DATA EXTRACT Block Start
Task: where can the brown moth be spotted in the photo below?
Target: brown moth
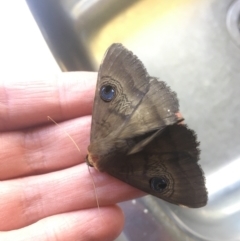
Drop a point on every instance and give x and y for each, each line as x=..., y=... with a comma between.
x=136, y=136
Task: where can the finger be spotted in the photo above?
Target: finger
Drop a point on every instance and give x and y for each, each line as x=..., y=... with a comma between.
x=28, y=103
x=82, y=225
x=45, y=149
x=29, y=199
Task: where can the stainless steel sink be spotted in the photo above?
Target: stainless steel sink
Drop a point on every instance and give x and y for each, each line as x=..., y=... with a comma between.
x=195, y=47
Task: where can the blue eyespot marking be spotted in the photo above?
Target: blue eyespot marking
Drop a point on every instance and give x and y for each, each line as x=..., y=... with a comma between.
x=107, y=92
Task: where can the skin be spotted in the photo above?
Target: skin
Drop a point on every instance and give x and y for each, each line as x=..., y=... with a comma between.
x=46, y=189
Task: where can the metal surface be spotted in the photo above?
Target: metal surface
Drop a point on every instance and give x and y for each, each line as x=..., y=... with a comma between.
x=194, y=47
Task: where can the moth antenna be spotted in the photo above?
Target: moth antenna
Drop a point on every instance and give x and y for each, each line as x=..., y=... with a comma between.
x=49, y=118
x=94, y=186
x=95, y=192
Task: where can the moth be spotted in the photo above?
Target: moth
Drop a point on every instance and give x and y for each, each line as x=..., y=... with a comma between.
x=136, y=134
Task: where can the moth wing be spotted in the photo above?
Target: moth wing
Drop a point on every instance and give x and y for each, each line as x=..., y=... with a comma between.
x=172, y=159
x=142, y=104
x=123, y=70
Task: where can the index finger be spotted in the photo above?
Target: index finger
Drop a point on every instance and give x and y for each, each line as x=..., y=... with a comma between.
x=63, y=96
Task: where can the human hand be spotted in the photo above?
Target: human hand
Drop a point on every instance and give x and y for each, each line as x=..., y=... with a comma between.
x=46, y=190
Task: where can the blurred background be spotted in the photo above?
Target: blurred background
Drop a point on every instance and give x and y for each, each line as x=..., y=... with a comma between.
x=193, y=45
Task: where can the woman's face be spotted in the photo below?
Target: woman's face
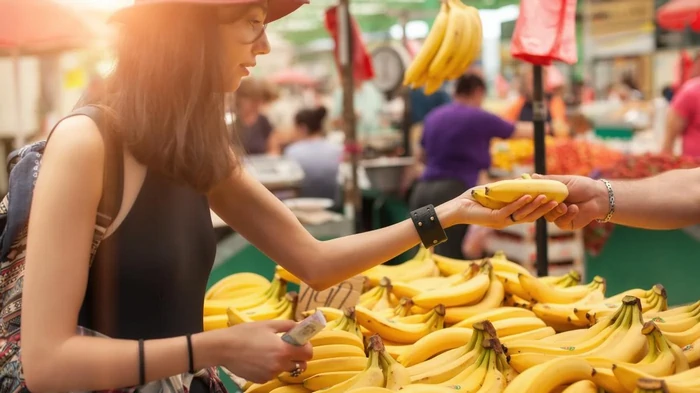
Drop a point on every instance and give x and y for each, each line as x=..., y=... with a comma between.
x=242, y=31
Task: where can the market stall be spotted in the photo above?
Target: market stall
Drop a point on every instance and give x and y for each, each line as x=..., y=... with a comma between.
x=626, y=256
x=430, y=320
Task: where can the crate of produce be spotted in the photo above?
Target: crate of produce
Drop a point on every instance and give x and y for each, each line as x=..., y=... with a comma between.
x=527, y=230
x=525, y=251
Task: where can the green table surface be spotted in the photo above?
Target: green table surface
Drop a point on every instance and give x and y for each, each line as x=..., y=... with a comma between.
x=638, y=258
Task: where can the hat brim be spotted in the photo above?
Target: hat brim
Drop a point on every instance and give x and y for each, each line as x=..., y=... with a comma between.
x=276, y=9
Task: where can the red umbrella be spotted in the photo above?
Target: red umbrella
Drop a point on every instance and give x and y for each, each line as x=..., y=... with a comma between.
x=677, y=15
x=292, y=77
x=31, y=27
x=544, y=32
x=38, y=26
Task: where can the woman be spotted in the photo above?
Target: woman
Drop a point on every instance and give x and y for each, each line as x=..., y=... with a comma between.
x=318, y=157
x=165, y=100
x=455, y=147
x=254, y=129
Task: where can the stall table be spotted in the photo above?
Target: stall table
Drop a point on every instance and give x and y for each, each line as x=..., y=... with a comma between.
x=639, y=258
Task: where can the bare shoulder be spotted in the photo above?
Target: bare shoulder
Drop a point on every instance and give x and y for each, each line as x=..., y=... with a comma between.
x=74, y=154
x=76, y=140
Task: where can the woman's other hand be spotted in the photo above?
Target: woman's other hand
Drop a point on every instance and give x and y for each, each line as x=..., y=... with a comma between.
x=254, y=351
x=588, y=200
x=525, y=209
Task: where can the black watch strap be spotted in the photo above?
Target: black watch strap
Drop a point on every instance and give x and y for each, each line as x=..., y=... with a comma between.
x=428, y=226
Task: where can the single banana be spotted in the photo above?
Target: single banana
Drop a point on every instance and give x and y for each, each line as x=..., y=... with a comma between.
x=511, y=284
x=496, y=314
x=581, y=387
x=472, y=48
x=313, y=367
x=386, y=300
x=564, y=349
x=535, y=334
x=509, y=327
x=237, y=281
x=326, y=380
x=330, y=313
x=445, y=372
x=291, y=389
x=491, y=300
x=371, y=376
x=421, y=63
x=468, y=292
x=453, y=68
x=547, y=376
x=651, y=386
x=337, y=350
x=479, y=195
x=687, y=337
x=544, y=293
x=692, y=353
x=395, y=373
x=402, y=333
x=494, y=381
x=574, y=337
x=329, y=337
x=447, y=357
x=272, y=294
x=370, y=389
x=511, y=190
x=678, y=311
x=604, y=378
x=434, y=344
x=266, y=387
x=447, y=53
x=286, y=275
x=468, y=379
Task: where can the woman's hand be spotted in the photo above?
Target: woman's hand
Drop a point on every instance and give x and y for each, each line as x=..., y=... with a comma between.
x=588, y=200
x=525, y=209
x=254, y=351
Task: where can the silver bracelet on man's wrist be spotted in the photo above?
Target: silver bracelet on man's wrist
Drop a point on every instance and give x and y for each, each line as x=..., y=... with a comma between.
x=611, y=202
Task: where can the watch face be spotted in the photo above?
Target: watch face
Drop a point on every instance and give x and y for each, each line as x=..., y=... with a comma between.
x=389, y=68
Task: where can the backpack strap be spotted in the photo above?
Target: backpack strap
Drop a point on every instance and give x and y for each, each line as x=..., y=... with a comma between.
x=113, y=179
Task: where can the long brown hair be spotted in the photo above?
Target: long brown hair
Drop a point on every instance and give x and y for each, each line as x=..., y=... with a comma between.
x=166, y=94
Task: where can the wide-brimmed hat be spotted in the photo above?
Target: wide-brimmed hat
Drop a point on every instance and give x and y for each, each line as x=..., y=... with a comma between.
x=276, y=9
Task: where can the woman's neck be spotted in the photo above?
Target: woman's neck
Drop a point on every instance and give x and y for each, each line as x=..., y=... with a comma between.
x=468, y=101
x=249, y=118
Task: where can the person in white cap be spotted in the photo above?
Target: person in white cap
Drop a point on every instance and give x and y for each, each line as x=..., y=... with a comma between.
x=139, y=306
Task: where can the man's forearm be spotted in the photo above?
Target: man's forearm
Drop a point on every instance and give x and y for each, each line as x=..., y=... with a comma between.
x=667, y=201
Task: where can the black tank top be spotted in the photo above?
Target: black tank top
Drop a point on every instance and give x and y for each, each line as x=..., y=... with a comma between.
x=149, y=277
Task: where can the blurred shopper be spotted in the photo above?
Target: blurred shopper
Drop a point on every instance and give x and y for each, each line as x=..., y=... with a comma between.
x=132, y=316
x=683, y=117
x=522, y=109
x=455, y=147
x=422, y=104
x=252, y=126
x=318, y=157
x=368, y=102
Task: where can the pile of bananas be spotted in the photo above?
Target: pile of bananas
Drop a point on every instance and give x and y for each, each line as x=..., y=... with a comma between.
x=435, y=324
x=247, y=297
x=451, y=46
x=499, y=194
x=339, y=364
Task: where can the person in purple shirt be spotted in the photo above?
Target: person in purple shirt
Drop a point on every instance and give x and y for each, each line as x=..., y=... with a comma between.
x=456, y=149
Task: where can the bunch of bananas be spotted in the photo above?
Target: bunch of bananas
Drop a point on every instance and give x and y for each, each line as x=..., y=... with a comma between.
x=247, y=297
x=437, y=324
x=339, y=364
x=452, y=44
x=499, y=194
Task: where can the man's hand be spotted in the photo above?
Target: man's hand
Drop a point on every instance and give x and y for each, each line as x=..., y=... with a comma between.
x=587, y=201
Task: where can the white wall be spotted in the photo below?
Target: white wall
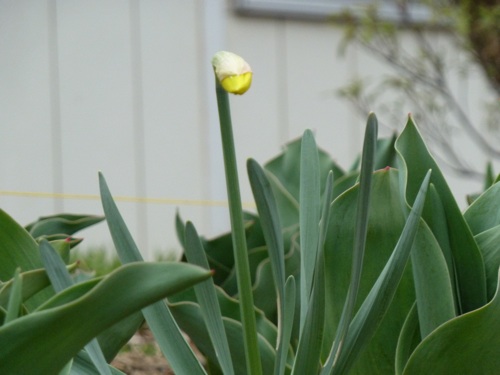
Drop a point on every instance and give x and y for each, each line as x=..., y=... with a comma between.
x=126, y=88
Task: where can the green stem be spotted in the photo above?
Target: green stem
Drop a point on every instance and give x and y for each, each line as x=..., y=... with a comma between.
x=238, y=235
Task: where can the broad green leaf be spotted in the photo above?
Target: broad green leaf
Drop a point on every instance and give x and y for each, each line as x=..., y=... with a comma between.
x=17, y=248
x=415, y=160
x=488, y=243
x=362, y=206
x=385, y=155
x=39, y=343
x=189, y=317
x=207, y=299
x=386, y=221
x=62, y=247
x=309, y=200
x=271, y=227
x=307, y=358
x=375, y=305
x=408, y=340
x=67, y=224
x=467, y=344
x=60, y=280
x=229, y=308
x=484, y=212
x=33, y=282
x=285, y=167
x=436, y=220
x=159, y=318
x=435, y=303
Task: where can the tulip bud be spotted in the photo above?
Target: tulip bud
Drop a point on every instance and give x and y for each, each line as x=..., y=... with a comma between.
x=234, y=73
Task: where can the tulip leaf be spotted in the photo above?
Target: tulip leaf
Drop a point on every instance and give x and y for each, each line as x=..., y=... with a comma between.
x=67, y=224
x=158, y=316
x=415, y=160
x=39, y=343
x=467, y=344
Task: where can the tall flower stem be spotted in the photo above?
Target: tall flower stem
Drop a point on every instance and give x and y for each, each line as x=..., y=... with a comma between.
x=238, y=235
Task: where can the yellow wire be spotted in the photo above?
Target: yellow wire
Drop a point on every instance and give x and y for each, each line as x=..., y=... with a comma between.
x=177, y=202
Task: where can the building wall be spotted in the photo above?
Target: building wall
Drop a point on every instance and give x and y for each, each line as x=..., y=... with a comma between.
x=126, y=88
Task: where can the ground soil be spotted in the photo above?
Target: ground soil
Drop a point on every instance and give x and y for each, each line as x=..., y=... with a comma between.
x=142, y=356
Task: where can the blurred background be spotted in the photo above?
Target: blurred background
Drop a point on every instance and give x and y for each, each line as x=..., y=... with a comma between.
x=126, y=87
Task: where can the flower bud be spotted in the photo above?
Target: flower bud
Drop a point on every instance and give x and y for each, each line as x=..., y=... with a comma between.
x=233, y=73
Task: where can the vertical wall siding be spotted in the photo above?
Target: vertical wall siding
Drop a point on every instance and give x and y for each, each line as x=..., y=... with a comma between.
x=126, y=88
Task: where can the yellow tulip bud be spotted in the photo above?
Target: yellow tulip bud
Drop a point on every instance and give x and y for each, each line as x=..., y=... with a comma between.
x=233, y=73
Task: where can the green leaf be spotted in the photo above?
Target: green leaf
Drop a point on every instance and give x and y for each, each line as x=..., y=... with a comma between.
x=271, y=227
x=33, y=282
x=189, y=317
x=442, y=352
x=488, y=243
x=408, y=340
x=60, y=280
x=67, y=224
x=159, y=318
x=207, y=299
x=382, y=293
x=386, y=221
x=363, y=205
x=17, y=248
x=415, y=160
x=307, y=358
x=435, y=302
x=39, y=343
x=15, y=298
x=484, y=212
x=309, y=218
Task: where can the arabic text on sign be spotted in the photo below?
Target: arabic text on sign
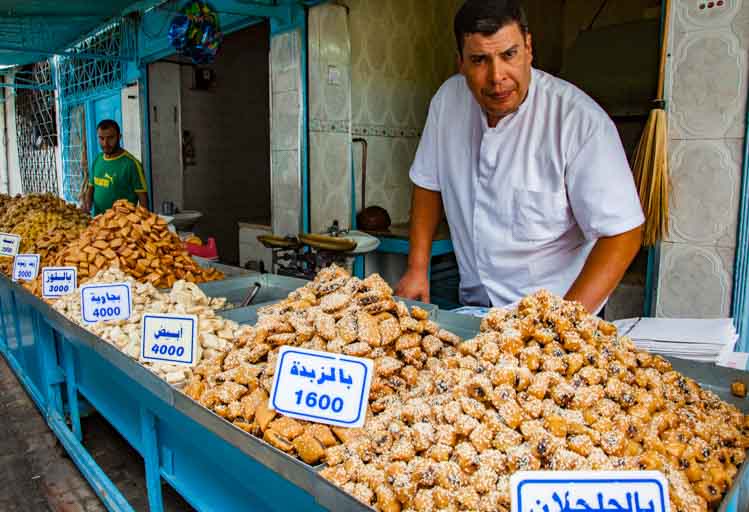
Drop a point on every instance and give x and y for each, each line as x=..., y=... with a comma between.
x=169, y=338
x=589, y=491
x=106, y=302
x=9, y=244
x=58, y=281
x=25, y=267
x=321, y=387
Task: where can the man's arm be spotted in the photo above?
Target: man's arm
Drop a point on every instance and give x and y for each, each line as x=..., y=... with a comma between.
x=426, y=213
x=604, y=268
x=142, y=199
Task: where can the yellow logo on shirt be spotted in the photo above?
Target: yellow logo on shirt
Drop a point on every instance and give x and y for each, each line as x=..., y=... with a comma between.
x=105, y=181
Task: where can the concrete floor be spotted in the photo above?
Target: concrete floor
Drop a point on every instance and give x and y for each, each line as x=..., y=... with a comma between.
x=38, y=475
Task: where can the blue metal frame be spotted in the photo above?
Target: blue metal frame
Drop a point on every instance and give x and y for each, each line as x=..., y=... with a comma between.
x=210, y=472
x=741, y=269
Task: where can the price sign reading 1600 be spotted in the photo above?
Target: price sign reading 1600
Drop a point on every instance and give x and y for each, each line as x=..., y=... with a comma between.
x=321, y=387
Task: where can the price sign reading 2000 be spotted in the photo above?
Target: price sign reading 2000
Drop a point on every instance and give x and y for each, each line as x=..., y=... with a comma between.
x=321, y=387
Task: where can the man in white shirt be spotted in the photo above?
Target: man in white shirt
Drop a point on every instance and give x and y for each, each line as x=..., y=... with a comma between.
x=529, y=170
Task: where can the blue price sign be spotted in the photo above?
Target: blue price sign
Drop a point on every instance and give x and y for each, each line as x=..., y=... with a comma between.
x=589, y=491
x=321, y=387
x=58, y=281
x=169, y=339
x=25, y=267
x=101, y=302
x=9, y=244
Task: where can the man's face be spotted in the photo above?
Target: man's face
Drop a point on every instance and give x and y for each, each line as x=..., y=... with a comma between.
x=498, y=70
x=109, y=140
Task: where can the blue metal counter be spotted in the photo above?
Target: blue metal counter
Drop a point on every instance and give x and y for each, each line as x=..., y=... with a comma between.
x=212, y=464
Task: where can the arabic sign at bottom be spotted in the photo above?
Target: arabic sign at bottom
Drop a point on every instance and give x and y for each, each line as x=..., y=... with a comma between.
x=169, y=339
x=321, y=387
x=589, y=491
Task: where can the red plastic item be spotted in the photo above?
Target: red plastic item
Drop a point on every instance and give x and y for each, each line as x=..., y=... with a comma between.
x=208, y=251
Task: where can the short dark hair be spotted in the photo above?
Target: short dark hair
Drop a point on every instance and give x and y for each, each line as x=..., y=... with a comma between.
x=487, y=17
x=108, y=123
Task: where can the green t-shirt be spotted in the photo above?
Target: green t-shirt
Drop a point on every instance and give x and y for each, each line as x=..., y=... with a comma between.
x=116, y=178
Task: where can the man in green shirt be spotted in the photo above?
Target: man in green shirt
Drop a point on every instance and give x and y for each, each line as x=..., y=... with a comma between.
x=115, y=174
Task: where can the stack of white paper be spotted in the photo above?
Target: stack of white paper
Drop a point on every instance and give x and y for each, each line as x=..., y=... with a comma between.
x=696, y=339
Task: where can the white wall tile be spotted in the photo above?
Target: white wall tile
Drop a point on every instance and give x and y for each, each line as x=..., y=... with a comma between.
x=709, y=85
x=330, y=180
x=705, y=188
x=694, y=282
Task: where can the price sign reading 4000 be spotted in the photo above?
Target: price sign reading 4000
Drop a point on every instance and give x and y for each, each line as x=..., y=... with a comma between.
x=169, y=339
x=321, y=387
x=101, y=302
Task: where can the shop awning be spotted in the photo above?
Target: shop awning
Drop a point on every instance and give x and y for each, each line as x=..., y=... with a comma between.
x=33, y=30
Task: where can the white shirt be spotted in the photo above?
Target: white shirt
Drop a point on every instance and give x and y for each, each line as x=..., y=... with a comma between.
x=527, y=200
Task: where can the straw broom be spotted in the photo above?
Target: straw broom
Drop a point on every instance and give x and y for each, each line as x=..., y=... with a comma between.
x=651, y=157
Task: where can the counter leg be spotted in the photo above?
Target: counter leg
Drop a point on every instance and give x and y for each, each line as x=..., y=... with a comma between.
x=3, y=326
x=52, y=376
x=72, y=388
x=21, y=359
x=151, y=457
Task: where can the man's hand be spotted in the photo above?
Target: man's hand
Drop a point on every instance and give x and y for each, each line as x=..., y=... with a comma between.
x=604, y=268
x=414, y=285
x=426, y=213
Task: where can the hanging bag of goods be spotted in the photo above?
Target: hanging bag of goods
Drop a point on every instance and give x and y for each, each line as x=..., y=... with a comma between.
x=196, y=33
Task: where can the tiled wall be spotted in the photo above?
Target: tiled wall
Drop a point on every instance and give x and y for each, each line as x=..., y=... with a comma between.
x=286, y=100
x=330, y=116
x=708, y=93
x=401, y=51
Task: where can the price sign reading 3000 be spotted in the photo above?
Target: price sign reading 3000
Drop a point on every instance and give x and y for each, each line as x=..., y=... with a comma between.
x=9, y=244
x=58, y=281
x=25, y=267
x=321, y=387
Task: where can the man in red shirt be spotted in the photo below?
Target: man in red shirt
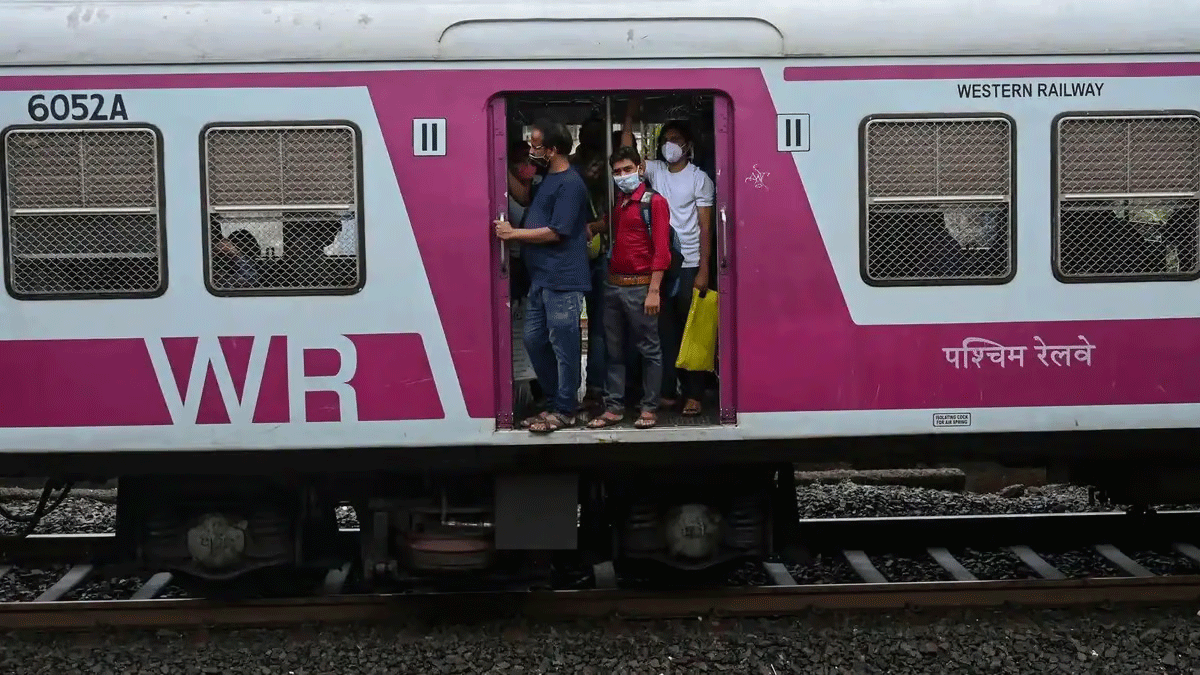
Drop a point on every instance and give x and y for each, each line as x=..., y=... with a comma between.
x=640, y=255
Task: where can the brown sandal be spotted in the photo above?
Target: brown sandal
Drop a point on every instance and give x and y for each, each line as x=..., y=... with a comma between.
x=606, y=419
x=531, y=420
x=552, y=422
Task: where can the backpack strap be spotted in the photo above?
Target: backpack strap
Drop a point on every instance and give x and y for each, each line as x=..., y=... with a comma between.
x=647, y=196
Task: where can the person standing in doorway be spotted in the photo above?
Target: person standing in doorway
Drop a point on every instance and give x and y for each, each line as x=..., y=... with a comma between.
x=690, y=193
x=555, y=249
x=633, y=296
x=589, y=160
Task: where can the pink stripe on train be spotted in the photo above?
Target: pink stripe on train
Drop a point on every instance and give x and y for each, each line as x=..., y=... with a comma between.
x=797, y=347
x=117, y=382
x=990, y=71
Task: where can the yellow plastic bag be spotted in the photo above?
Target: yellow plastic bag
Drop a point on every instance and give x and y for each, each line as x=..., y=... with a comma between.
x=697, y=351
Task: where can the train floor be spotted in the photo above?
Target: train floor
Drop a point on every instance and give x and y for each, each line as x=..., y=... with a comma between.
x=709, y=414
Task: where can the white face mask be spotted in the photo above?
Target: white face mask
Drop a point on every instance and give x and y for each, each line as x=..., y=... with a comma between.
x=628, y=183
x=672, y=153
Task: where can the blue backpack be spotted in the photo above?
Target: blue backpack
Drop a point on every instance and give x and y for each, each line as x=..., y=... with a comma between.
DATA EXTRACT Block End
- _WORK REQUEST_: The lines holding the word "sink" are the answer. Find them in the entries and copy them.

- _YOUR RESPONSE_:
Task: where can the stainless steel sink be spotted in the photo above?
Target: stainless steel sink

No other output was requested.